→ **PROBLEM DETAILS**
Copy the items below line for line with no changes, leaving out the pictures.

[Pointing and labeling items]

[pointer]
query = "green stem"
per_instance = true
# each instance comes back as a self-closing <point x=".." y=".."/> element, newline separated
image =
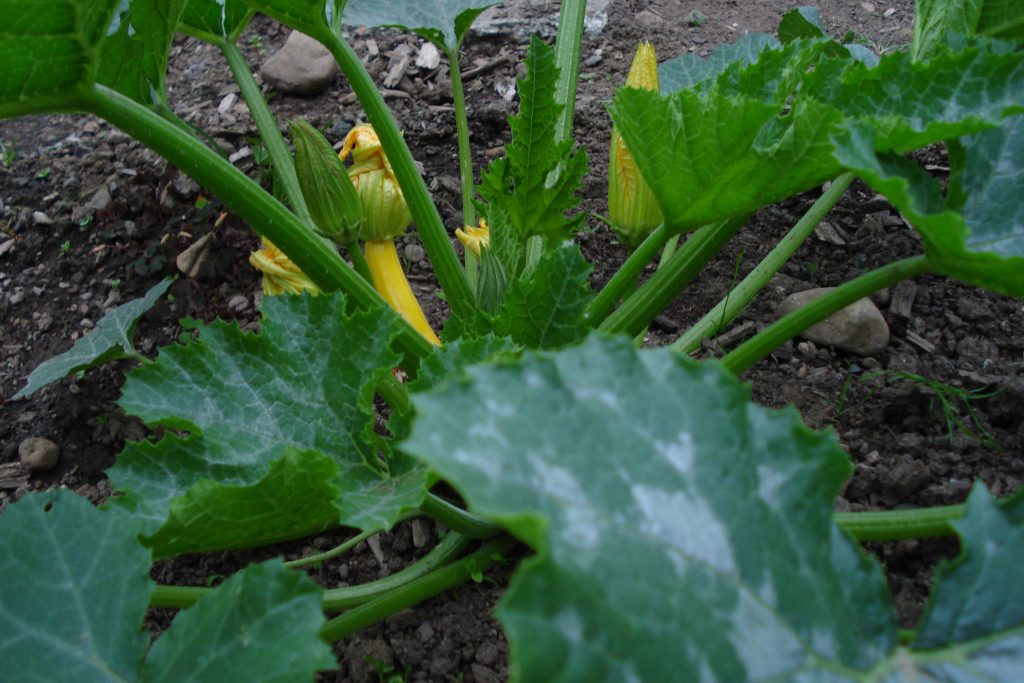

→ **SOLUTION**
[pointer]
query = "green stem"
per_instance = true
# each instance comes back as a self-closing <point x=".." y=".."/> element, newline separated
image =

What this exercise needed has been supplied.